选定文本:

Test-Oriented Review¶

约 4744 个字 15 行代码预计阅读时间 24 分钟

Quote

Full Tree: 所有节点要么有两个孩子，要么没有孩子
Complete Tree: 除最后一层外都被完全填充，并且最后一层向左对齐

AVL Trees & Splay Tree¶

(T) Finding the maximum key from a splay tree will result in a tree with its root having no right subtree.
- 一直在 Zig-zig
Delete a node v from an AVL tree T1, we can obtain another AVL tree T2. Then insert v into T2, we can obtain another AVL tree T3. Which statement is true?
- [T] If v is a leaf node in T1, then T1 and T3 might be different.
- [F] If v is not a leaf node in T1, then T1 and T3 must be different.
- [F] If v is not a leaf node in T1, then T1 and T3 must be the same.
(F) There exists an AVL tree of depth (the depth of the root is 0) 6 and 31 nodes.
- 碰到这题直接拿最少节点数公式算，\(n_6 =33 > 31\)
- 不过也要注意定义，有些题会定义 root 的深度为 1

Red-Black Tree¶

(F) In a red-black tree, the number of internal nodes in the subtree rooted at x is no more than 2bh(x)−1 where bh(x) is the black-height of x.
- Lemma 1: A red-black tree with n internal nodes has height at most \(2\log (n+1)\)
  - \(h\le 2\log (N+1)\)
- Lemma 2: The subtree rooted at any node x contains at least \(2^{bh(x)}-1\) internal nodes
  - \(sizeof(x) \ge 2^{bh(x})-1\) 全黑节点时取等
- Lemma 3: \(bh(x) \ge \frac{1}{2}h(x)\)
(T) In a red-black tree, the number of rotations in the DELETE operation is O(1).
- 详见红黑树章节某表格，除了AVL数的删除所需旋转数为 \(O(\log N)\)，其它均为 \(O(1)\)
(F) In a Red-Black tree, the path from the root to the nearest leaf is no more than half as long as the path from the root to the farthest leaf.
- 没有这个说法
(F) 判断下面这个 BST 是否是红黑树
- 红黑树中度为 1 的节点只可能是黑色的！！！

B+ Tree¶

A B+ tree of order 3 with 21 numbers has at least __ nodes of degree 2.
- 答案大概是 0 个。一种典型错误思考是认为最少情况是有 \(21/3=7\) 个叶节点，这样第二层分为 \(3,2,2\) ，共两个度为2的节点。但是实际上叶节点数量可以大于 7，因此我们大手调控一下使其有 9 个叶节点，这样一个度为2的节点都不存在了
(F) For a B+ tree with order M and N keys, the time complexity of find operations is \(O(\log_M N)\)
- 不考虑 M 的话应该是 \(O(\log N)\) ，考虑的话可能 \(O(M\log_MN)\) ？搞不懂
(T) The time bound of the FIND operation in a B+ tree containing \(N\) numbers is \(O(\log N)\), no matter what the degree of the tree is
- 这个就是对的

Leftist Heap & Skew Heap¶

(T) The right path of a skew heap can be arbitrarily long.
- 斜堆并没有左偏堆这么严格的限制
Which one of the following statements is TRUE?

题目要求:
a) 照抄上面这份复习笔记中从“- 不过也要注意定义，有些题会定义 root”到“详见红黑树章节某表格，除了AVL数的删除所需旋转数为 \(O(\log N)\)，其它均为 \(O(1)\)”的一段。
b) 按上面这份复习笔记的说法，红黑树中度为 1 的节点只可能是什么颜色？

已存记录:
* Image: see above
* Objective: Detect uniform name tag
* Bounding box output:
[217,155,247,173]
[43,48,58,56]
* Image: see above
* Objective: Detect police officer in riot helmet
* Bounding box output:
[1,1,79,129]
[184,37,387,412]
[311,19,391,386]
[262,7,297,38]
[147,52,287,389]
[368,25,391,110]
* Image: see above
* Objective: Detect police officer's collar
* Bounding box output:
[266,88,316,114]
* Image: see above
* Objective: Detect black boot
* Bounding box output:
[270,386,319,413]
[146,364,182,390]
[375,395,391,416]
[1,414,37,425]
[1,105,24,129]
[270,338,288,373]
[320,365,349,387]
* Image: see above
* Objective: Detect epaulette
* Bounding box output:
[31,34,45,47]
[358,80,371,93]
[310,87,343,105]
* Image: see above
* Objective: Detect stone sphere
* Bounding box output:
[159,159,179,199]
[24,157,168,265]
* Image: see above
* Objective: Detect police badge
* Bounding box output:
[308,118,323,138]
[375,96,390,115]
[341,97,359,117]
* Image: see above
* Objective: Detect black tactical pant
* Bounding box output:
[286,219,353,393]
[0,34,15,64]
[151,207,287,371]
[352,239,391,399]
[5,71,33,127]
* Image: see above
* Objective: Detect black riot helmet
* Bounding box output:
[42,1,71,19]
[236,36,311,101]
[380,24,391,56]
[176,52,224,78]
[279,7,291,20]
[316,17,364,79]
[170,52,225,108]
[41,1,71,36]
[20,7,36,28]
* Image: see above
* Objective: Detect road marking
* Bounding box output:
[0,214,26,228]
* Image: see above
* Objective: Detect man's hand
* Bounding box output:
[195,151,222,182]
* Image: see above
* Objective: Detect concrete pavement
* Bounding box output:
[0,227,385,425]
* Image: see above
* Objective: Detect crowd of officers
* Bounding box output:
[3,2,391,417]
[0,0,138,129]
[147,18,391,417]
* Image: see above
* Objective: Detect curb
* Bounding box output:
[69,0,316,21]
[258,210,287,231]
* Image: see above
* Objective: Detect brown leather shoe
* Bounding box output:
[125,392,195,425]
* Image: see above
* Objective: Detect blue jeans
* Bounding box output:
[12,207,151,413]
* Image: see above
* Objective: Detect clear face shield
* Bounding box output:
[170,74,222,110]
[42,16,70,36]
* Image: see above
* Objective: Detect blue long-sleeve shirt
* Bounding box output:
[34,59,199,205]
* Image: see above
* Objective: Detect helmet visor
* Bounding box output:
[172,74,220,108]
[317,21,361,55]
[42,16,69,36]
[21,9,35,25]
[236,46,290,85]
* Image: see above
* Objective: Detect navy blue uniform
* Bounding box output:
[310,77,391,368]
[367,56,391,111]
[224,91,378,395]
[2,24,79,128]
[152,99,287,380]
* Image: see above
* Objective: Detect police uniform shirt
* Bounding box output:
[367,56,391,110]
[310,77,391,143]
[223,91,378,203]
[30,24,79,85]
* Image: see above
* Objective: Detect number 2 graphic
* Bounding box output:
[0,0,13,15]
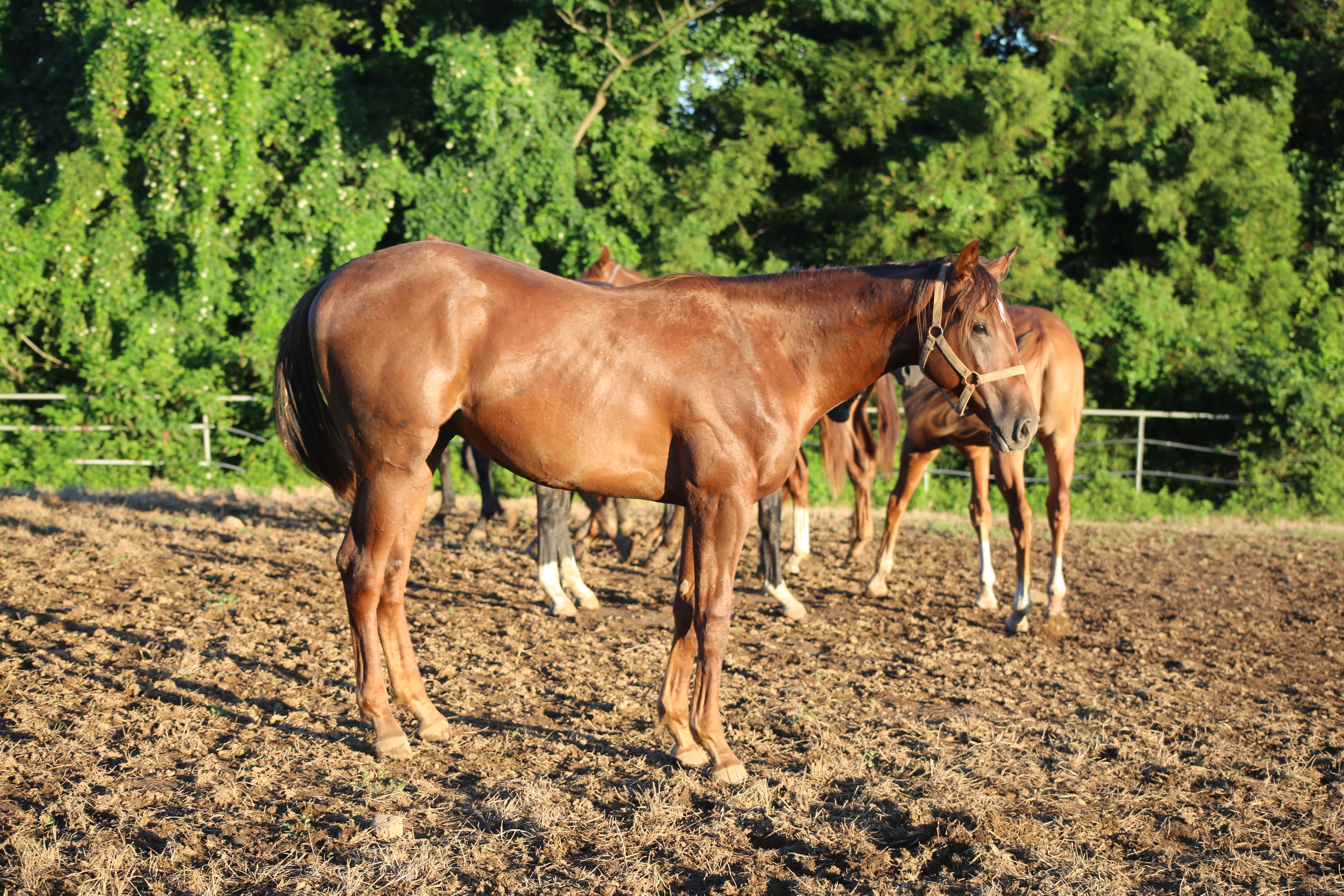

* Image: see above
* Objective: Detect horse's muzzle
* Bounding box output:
[993,414,1038,451]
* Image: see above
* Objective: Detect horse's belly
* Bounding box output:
[453,406,672,501]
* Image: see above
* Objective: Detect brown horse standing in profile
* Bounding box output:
[865,305,1085,633]
[274,241,1036,782]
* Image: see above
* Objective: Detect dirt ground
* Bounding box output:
[0,490,1344,896]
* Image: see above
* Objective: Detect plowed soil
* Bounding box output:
[0,490,1344,896]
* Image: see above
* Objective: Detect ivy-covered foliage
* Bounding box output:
[0,0,1344,513]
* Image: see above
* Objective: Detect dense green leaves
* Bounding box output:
[0,0,1344,512]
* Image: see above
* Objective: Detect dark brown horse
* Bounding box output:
[867,305,1085,633]
[274,241,1036,782]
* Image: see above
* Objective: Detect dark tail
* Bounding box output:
[273,274,355,501]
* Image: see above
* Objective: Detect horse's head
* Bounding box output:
[921,239,1039,451]
[579,246,648,286]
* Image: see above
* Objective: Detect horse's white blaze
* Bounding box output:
[560,557,602,610]
[1047,557,1064,598]
[536,560,574,617]
[765,582,808,619]
[793,508,810,556]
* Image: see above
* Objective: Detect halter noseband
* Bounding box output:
[919,262,1027,416]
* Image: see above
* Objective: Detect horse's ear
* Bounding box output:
[957,239,980,279]
[985,246,1017,282]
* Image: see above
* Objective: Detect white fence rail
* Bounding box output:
[0,392,1269,492]
[839,407,1258,492]
[0,392,269,480]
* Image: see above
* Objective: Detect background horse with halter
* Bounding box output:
[865,305,1085,631]
[274,241,1036,782]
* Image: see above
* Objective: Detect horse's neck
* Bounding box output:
[726,266,925,424]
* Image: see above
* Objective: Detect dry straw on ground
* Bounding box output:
[0,490,1344,896]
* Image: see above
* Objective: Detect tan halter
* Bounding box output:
[919,262,1027,416]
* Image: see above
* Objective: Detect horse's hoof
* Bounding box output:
[714,762,751,784]
[672,746,710,766]
[1042,612,1072,638]
[374,735,411,762]
[415,716,453,743]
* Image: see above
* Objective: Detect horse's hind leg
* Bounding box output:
[554,490,602,610]
[658,521,710,766]
[679,492,751,784]
[758,489,808,619]
[337,465,446,759]
[644,504,686,570]
[784,449,812,575]
[536,485,577,617]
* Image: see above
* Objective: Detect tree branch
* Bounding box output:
[555,0,730,149]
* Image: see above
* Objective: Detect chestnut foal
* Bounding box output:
[274,241,1036,782]
[865,305,1085,633]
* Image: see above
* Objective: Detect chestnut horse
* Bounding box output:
[426,240,648,617]
[274,241,1036,783]
[865,305,1083,633]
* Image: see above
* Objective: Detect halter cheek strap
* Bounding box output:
[919,263,1027,416]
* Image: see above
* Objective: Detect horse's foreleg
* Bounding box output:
[430,450,457,525]
[994,451,1031,634]
[1040,437,1074,621]
[961,446,999,610]
[658,521,710,766]
[337,469,444,759]
[847,454,878,560]
[784,449,812,575]
[758,489,808,619]
[536,485,578,617]
[555,490,602,610]
[863,449,938,598]
[462,442,500,541]
[684,493,751,784]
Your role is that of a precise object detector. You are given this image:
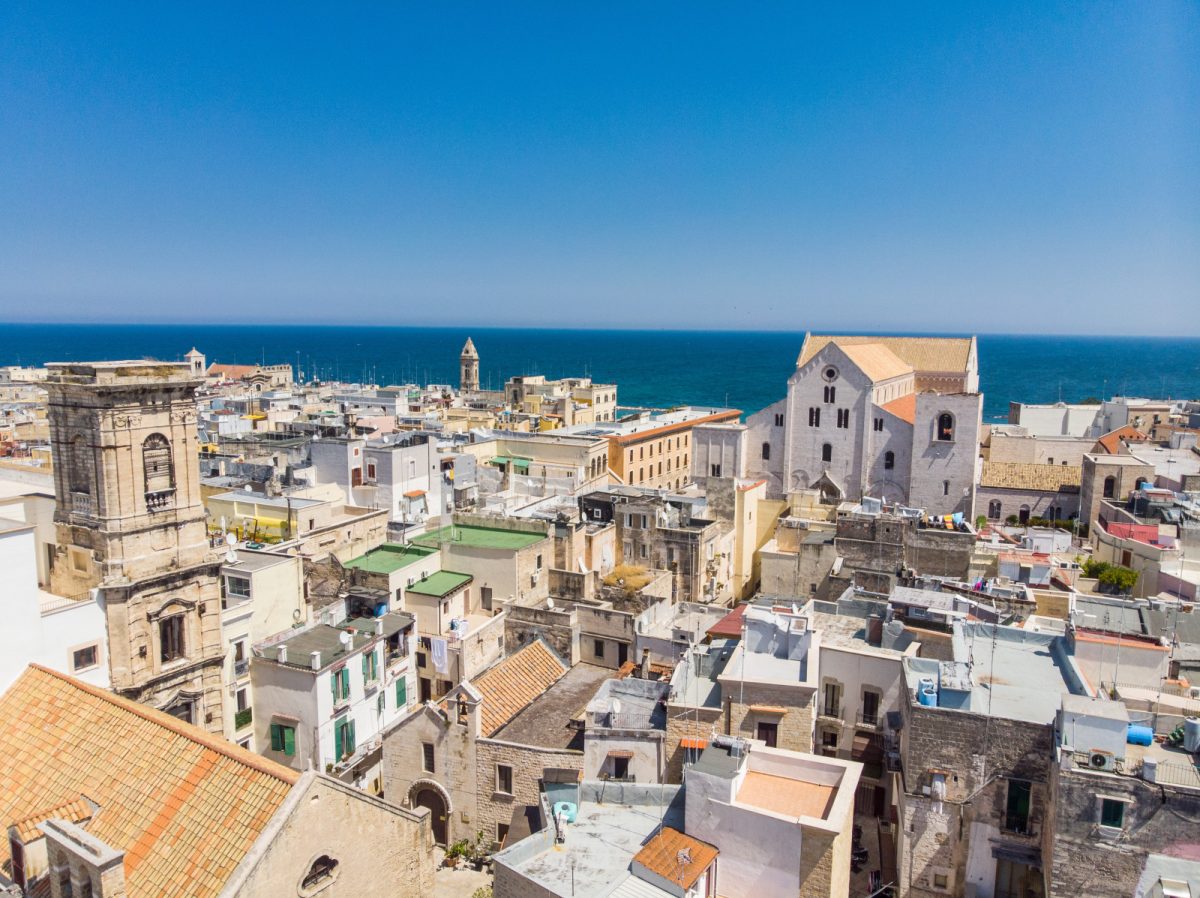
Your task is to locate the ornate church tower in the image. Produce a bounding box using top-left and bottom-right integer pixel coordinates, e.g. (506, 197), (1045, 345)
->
(46, 361), (223, 732)
(458, 337), (479, 393)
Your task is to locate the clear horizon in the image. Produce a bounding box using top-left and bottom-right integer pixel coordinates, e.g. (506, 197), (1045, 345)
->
(0, 0), (1200, 336)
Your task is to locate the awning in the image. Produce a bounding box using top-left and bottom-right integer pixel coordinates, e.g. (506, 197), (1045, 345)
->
(750, 705), (787, 714)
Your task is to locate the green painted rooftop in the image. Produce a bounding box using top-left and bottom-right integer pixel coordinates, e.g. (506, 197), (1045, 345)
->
(413, 523), (546, 549)
(346, 543), (437, 574)
(408, 570), (473, 599)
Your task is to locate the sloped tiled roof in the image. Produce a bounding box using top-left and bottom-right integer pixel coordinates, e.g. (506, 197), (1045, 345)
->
(839, 343), (912, 382)
(634, 826), (718, 890)
(0, 665), (300, 898)
(470, 639), (568, 736)
(796, 334), (971, 373)
(1096, 424), (1150, 455)
(979, 461), (1082, 492)
(883, 393), (917, 424)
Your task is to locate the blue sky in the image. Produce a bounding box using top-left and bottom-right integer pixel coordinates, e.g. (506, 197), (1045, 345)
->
(0, 0), (1200, 335)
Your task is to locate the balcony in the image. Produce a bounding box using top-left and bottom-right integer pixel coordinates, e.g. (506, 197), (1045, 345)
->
(146, 489), (175, 511)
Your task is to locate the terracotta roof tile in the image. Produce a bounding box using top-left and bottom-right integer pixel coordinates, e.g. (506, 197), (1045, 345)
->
(838, 343), (912, 383)
(0, 665), (300, 898)
(796, 334), (972, 373)
(979, 461), (1084, 492)
(634, 826), (718, 890)
(470, 639), (568, 736)
(881, 393), (917, 424)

逐题作答:
a)
- 不过也要注意定义，有些题会定义 root 的深度为 1

Red-Black Tree¶

(F) In a red-black tree, the number of internal nodes in the subtree rooted at x is no more than 2bh(x)−1 where bh(x) is the black-height of x.
- Lemma 1: A red-black tree with n internal nodes has height at most \(2\log (n+1)\)
  - \(h\le 2\log (N+1)\)
- Lemma 2: The subtree rooted at any node x contains at least \(2^{bh(x)}-1\) internal nodes
  - \(sizeof(x) \ge 2^{bh(x})-1\) 全黑节点时取等
- Lemma 3: \(bh(x) \ge \frac{1}{2}h(x)\)
(T) In a red-black tree, the number of rotations in the DELETE operation is O(1).
- 详见红黑树章节某表格，除了AVL数的删除所需旋转数为 \(O(\log N)\)，其它均为 \(O(1)\)

b) 黑色。